• _EXERCISE PROMPT_
All that is needed is each line of the entries holding the word "tunic", copied as it stands.

• _Stored data entries_
···
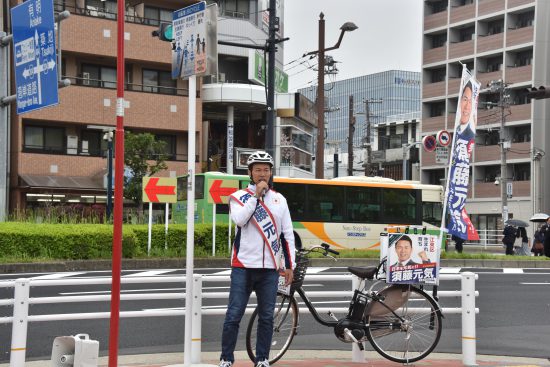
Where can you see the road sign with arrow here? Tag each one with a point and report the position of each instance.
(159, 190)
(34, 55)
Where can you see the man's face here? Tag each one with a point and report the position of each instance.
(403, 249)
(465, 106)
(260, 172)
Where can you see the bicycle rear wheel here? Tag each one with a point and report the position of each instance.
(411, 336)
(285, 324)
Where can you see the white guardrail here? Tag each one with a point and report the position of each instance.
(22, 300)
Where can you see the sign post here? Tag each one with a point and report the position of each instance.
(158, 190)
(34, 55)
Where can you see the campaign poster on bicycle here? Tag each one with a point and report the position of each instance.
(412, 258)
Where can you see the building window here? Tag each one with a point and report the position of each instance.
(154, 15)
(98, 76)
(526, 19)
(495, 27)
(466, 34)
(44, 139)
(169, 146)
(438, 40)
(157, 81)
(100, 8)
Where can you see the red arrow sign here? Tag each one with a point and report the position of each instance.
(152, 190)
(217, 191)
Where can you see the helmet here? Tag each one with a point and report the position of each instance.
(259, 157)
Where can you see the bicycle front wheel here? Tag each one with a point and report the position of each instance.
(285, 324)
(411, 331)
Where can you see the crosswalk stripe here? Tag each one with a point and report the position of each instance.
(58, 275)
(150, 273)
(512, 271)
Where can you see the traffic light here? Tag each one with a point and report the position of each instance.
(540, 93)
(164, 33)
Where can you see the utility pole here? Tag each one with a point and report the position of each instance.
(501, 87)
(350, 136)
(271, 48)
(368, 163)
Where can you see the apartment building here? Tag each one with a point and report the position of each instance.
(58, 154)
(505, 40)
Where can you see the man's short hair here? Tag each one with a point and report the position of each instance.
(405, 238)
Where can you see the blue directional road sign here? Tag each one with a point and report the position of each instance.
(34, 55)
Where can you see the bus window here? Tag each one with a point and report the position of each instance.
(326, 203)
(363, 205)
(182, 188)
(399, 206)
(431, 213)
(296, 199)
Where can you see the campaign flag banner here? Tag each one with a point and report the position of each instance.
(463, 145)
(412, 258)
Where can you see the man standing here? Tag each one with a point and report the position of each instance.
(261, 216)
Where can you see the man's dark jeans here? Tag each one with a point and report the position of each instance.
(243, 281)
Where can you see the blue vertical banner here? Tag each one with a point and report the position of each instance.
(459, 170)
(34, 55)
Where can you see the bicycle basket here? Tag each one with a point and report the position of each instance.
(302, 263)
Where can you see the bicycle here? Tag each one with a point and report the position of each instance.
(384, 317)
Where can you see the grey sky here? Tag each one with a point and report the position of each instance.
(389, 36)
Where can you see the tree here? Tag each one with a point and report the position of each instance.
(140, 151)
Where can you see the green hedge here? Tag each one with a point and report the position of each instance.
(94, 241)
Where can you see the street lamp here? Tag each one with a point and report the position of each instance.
···
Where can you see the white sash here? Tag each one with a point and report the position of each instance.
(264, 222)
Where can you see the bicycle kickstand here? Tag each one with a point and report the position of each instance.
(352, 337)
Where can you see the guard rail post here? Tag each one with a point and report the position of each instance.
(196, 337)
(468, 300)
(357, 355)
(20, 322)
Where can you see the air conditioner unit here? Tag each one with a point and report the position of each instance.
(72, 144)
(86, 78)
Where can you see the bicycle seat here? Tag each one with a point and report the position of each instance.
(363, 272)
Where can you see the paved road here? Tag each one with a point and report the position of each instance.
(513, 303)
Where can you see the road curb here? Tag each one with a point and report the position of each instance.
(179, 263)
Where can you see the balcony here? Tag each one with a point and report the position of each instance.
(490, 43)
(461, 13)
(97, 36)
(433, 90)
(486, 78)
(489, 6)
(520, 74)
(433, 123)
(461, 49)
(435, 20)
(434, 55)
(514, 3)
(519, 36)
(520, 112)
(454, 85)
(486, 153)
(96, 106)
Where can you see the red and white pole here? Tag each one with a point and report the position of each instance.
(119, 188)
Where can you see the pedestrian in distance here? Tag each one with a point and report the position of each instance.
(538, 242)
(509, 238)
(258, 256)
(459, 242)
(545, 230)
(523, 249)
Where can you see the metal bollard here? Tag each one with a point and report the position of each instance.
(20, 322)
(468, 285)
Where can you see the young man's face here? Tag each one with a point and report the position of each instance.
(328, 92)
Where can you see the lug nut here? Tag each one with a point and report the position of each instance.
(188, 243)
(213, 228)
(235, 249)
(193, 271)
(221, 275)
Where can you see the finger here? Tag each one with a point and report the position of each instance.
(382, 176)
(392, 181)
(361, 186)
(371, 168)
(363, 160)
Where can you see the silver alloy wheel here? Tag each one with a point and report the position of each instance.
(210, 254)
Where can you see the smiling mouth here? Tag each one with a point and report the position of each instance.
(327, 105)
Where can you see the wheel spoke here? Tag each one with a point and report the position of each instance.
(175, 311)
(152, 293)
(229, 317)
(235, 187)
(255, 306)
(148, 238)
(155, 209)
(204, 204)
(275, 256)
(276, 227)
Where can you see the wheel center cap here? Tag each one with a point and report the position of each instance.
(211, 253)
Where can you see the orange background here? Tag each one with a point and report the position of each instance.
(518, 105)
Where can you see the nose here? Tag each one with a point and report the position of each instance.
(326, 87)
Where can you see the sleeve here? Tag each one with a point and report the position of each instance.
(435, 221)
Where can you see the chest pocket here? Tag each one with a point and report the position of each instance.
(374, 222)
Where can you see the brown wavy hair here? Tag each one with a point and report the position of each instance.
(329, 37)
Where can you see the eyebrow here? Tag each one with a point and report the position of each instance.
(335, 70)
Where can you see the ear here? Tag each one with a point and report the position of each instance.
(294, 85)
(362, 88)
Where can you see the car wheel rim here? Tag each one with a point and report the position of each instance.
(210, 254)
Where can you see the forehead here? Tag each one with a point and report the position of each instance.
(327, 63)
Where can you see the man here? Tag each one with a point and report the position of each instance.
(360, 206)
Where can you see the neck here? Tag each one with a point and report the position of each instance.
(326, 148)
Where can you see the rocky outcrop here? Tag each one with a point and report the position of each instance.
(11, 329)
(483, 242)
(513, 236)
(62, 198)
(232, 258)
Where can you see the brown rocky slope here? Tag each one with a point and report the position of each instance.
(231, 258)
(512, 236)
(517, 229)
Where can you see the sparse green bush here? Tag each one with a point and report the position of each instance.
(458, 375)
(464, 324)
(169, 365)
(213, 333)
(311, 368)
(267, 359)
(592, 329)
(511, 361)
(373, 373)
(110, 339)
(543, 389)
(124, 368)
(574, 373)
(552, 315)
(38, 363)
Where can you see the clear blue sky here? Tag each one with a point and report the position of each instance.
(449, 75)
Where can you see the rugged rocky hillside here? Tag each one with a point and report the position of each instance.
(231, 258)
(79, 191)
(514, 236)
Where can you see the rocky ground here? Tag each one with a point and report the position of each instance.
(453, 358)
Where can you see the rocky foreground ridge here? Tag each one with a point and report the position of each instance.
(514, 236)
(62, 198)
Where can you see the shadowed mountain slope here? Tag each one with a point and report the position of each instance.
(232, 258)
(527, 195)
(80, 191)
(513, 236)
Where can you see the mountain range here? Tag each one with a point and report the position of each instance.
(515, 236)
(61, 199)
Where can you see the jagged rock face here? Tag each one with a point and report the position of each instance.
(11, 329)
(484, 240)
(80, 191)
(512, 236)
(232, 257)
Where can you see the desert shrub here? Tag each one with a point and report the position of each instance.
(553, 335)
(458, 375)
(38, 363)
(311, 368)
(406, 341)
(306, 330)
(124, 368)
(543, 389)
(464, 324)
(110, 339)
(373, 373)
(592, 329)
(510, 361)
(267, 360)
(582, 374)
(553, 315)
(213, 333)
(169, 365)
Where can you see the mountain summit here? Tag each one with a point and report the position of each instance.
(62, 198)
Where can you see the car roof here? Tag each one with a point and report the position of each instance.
···
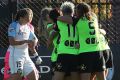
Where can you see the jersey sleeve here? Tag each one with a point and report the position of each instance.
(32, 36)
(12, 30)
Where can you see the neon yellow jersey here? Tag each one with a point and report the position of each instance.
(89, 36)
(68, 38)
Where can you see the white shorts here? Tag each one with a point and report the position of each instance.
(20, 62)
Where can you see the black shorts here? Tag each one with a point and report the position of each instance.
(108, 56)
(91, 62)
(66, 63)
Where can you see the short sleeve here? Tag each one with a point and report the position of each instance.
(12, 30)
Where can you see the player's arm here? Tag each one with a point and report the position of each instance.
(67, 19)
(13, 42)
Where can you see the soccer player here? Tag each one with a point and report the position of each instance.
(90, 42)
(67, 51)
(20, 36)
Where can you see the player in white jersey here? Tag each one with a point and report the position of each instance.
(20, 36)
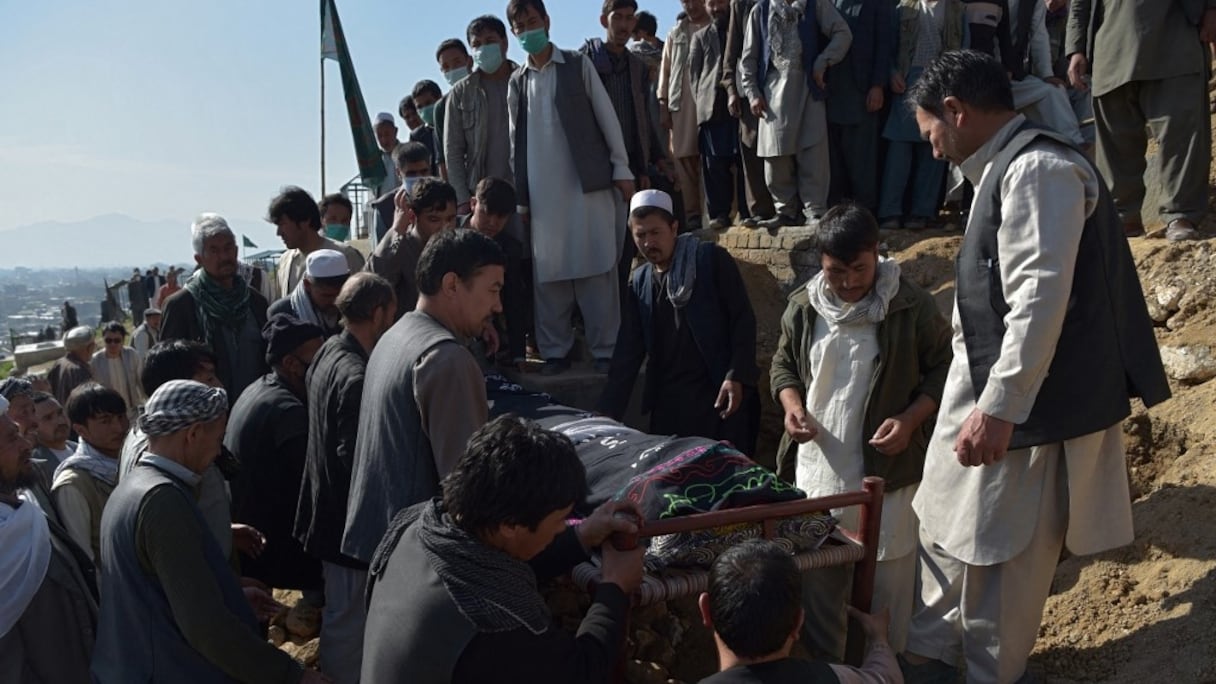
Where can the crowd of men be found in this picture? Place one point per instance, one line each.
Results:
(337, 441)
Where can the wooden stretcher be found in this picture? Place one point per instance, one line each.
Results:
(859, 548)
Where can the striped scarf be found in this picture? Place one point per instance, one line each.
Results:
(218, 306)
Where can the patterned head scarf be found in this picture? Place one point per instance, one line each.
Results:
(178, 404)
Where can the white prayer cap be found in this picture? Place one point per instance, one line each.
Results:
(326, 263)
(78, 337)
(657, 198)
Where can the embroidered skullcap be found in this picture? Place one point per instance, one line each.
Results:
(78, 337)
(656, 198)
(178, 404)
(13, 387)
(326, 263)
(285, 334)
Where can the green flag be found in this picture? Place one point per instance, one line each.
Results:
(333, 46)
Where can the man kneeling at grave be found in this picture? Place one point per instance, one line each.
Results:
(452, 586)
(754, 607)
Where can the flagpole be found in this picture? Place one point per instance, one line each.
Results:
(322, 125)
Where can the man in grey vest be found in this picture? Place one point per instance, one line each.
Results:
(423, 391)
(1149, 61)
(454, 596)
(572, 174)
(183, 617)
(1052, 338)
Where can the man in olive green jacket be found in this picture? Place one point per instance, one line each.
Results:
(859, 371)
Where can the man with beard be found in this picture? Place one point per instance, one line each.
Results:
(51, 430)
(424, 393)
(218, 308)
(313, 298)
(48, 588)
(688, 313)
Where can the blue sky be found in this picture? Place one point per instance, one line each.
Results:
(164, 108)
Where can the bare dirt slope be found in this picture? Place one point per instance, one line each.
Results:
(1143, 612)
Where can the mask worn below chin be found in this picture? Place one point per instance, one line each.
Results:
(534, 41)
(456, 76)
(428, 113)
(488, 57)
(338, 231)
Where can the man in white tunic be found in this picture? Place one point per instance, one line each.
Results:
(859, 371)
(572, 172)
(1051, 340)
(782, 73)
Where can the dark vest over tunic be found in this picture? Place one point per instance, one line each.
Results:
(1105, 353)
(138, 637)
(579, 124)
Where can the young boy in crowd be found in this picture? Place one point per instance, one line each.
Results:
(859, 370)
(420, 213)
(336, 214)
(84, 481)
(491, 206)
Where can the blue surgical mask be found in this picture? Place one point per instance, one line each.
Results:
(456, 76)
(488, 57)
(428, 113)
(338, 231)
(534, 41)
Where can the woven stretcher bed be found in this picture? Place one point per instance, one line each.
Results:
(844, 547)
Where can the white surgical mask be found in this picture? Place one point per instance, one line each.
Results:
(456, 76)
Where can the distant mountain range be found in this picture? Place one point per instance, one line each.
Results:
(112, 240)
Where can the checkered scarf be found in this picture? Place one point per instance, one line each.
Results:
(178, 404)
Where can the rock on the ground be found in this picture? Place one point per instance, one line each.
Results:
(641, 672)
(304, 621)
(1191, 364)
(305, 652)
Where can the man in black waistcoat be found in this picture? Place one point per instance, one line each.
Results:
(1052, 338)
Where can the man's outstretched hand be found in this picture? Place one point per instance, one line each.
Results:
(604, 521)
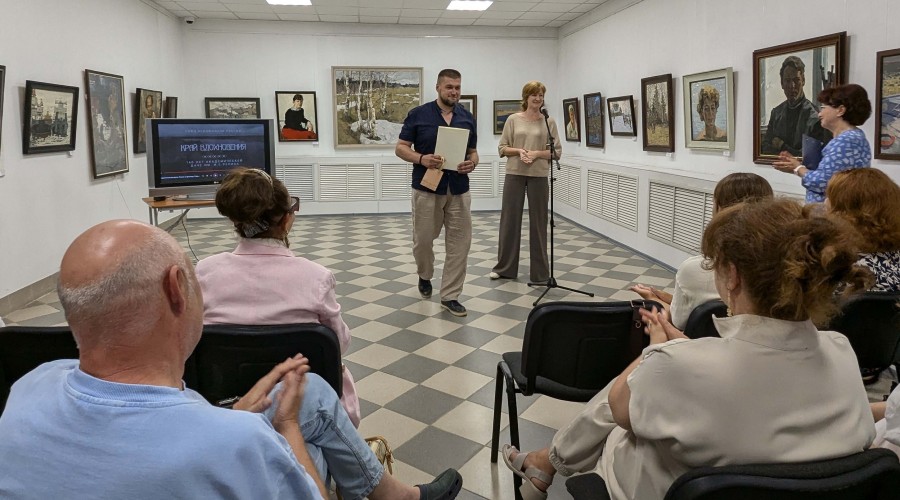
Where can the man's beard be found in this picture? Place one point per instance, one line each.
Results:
···
• _SOLUTION TO THIS EXERCISE_
Where can the man in white tunic be found in this picture? Place one point per instance, one line each.
Where can the dark vest over tunic be found in this picture? Place one point per instance, one line each.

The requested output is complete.